■ STATED GOAL:
Retype the data below exactly, from the line containing "Target: white door" through the end of the data.
====
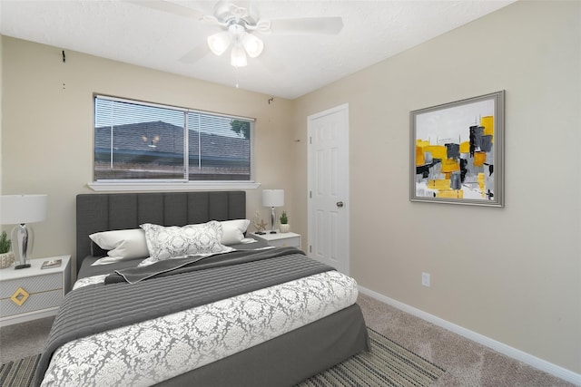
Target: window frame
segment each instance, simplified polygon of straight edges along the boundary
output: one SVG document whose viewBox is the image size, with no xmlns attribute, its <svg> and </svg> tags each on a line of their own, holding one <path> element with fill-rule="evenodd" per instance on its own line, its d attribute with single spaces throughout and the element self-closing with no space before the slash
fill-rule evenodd
<svg viewBox="0 0 581 387">
<path fill-rule="evenodd" d="M 143 106 L 152 106 L 156 108 L 172 109 L 183 111 L 184 113 L 208 114 L 216 117 L 225 117 L 232 120 L 242 120 L 251 122 L 250 128 L 250 179 L 248 180 L 190 180 L 183 179 L 95 179 L 95 120 L 96 120 L 96 101 L 97 99 L 111 100 L 113 102 L 140 104 Z M 140 100 L 131 100 L 128 98 L 115 97 L 101 93 L 94 93 L 93 95 L 93 181 L 87 183 L 87 186 L 94 191 L 159 191 L 159 190 L 208 190 L 208 189 L 249 189 L 260 187 L 260 183 L 254 181 L 254 125 L 256 120 L 254 118 L 231 115 L 226 113 L 218 113 L 214 111 L 206 111 L 199 109 L 184 108 L 181 106 L 172 106 L 162 103 L 155 103 L 143 102 Z M 189 131 L 187 124 L 184 125 L 184 131 Z M 184 168 L 187 168 L 187 160 L 189 155 L 185 155 Z M 190 173 L 188 172 L 188 177 Z"/>
</svg>

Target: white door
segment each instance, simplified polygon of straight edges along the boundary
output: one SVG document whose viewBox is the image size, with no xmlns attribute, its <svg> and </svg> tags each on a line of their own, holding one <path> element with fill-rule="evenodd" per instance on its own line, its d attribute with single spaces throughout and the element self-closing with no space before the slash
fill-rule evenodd
<svg viewBox="0 0 581 387">
<path fill-rule="evenodd" d="M 308 117 L 309 256 L 349 275 L 349 104 Z"/>
</svg>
====
■ RESPONSE TO THE EXERCISE:
Target: white door
segment each instance, simplified polygon of straight edges along the boundary
output: one SVG document whose viewBox is the image size, with no xmlns attribute, its <svg> and </svg> tags each on a line of their own, holding one <path> element with fill-rule="evenodd" per instance on its own line, its d attribute with single spaces throughout and the element self-closing with no space before the slash
fill-rule evenodd
<svg viewBox="0 0 581 387">
<path fill-rule="evenodd" d="M 308 117 L 309 256 L 349 275 L 349 104 Z"/>
</svg>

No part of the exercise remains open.